• **Your instructions**
Copy the lines from the very first one through the line holding "341,167,401,272", inclusive, replacing "beard" with "mustache" and leaving everything else unchanged. Omit the pictures from your copy.

• **Given entries**
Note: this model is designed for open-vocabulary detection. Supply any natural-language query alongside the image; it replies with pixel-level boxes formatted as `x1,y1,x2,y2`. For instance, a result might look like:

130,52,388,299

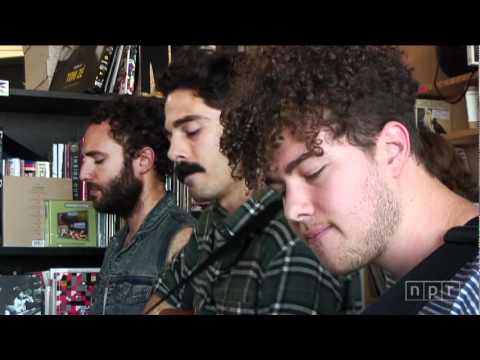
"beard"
175,161,206,183
88,164,143,218
341,167,401,272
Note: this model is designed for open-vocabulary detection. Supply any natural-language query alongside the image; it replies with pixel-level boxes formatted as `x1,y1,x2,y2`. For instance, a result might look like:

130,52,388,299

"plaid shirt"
155,190,360,314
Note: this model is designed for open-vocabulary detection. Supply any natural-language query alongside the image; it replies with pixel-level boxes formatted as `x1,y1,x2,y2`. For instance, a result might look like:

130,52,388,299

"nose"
167,135,188,162
80,159,93,181
283,184,314,225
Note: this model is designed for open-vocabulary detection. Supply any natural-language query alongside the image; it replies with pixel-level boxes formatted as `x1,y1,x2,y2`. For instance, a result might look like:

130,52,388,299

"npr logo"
405,281,460,301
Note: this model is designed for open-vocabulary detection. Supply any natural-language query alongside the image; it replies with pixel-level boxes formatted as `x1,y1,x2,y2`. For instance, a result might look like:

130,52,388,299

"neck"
375,166,479,280
126,181,166,239
218,180,252,214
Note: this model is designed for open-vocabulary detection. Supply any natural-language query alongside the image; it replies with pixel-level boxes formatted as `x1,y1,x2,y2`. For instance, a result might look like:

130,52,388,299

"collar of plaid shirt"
197,189,282,271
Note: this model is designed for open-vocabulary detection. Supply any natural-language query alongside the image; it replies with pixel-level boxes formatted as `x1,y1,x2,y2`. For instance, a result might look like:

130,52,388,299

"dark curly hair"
220,46,421,188
419,130,478,202
157,47,242,110
90,95,173,177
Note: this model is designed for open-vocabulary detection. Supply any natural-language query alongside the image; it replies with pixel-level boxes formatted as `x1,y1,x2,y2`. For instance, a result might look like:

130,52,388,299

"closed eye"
185,129,200,137
305,165,327,181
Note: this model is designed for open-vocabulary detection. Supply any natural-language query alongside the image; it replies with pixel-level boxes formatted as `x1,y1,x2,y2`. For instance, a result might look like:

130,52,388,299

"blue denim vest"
90,193,195,315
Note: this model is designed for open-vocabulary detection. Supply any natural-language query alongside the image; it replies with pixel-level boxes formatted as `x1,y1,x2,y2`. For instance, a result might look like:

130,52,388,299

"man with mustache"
221,46,480,314
80,95,195,315
145,50,357,315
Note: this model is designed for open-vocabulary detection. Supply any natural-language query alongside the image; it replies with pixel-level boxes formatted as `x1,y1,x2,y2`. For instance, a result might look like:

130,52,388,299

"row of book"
0,268,100,315
49,45,141,95
2,142,88,200
2,158,50,177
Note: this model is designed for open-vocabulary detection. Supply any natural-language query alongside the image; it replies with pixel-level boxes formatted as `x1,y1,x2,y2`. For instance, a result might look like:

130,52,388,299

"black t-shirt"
363,217,479,315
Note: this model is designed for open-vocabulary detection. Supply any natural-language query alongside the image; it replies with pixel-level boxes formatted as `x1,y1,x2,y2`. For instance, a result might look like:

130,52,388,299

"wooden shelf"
0,247,105,274
0,246,105,257
445,129,479,145
417,71,478,99
0,89,112,116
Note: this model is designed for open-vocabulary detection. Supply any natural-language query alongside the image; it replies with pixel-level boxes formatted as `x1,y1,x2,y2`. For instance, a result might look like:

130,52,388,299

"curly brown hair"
90,95,173,177
220,46,421,188
419,130,478,202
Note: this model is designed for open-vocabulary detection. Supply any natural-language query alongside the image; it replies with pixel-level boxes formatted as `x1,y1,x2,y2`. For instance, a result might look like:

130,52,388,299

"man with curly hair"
146,50,360,315
80,95,195,315
221,46,479,314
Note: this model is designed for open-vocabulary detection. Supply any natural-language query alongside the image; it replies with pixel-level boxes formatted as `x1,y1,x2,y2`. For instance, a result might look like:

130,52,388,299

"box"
415,99,452,134
23,45,62,90
44,200,97,247
2,176,72,247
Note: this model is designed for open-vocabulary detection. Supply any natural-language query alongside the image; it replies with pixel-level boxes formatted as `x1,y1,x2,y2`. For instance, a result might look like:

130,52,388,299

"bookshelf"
418,70,478,99
0,89,111,274
445,129,479,146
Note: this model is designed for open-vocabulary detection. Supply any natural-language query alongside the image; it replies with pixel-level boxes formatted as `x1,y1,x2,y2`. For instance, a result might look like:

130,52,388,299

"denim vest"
90,193,195,315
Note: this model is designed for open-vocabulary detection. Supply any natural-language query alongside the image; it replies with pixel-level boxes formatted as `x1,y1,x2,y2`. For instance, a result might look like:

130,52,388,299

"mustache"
175,161,206,182
87,182,104,191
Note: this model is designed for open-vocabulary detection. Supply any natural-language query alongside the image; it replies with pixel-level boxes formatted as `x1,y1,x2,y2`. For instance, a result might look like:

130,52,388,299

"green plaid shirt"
155,190,360,314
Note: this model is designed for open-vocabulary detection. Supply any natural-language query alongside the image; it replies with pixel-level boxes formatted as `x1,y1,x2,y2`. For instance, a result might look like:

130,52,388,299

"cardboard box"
415,99,452,134
23,45,62,90
2,176,72,247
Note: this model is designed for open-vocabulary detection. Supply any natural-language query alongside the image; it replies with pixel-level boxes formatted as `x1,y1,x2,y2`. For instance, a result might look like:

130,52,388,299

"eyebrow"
84,150,106,157
165,115,208,135
285,151,313,174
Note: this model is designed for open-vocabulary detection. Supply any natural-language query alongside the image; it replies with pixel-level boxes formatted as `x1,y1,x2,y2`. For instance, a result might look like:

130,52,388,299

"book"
113,45,132,95
2,176,72,247
107,45,124,94
70,143,81,200
44,200,97,247
35,161,50,178
93,45,115,94
49,45,109,93
0,274,45,315
49,268,100,315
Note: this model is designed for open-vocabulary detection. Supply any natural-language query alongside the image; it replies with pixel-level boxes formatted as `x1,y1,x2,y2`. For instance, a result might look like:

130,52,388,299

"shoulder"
164,206,197,226
255,211,320,267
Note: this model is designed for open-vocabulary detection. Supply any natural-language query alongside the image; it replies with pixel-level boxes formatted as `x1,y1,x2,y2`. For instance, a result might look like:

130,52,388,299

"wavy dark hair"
419,130,478,202
90,95,173,177
157,47,242,110
220,46,422,188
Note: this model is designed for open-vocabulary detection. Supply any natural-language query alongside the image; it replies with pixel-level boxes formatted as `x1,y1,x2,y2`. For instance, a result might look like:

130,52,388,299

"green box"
44,200,97,247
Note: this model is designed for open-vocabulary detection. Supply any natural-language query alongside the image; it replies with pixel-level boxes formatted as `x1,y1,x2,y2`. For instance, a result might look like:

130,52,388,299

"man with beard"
80,96,195,315
145,50,356,315
221,46,480,314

• **Solution to the problem**
Note: this model is designed for open-vocabulary detection. Supply any natural-language query alongside the image; it replies with pixel-level boxes formatted as `x1,y1,x2,y2`. For instance, a result might look like:

130,52,388,299

"mustache"
175,161,206,183
88,164,143,218
341,167,401,272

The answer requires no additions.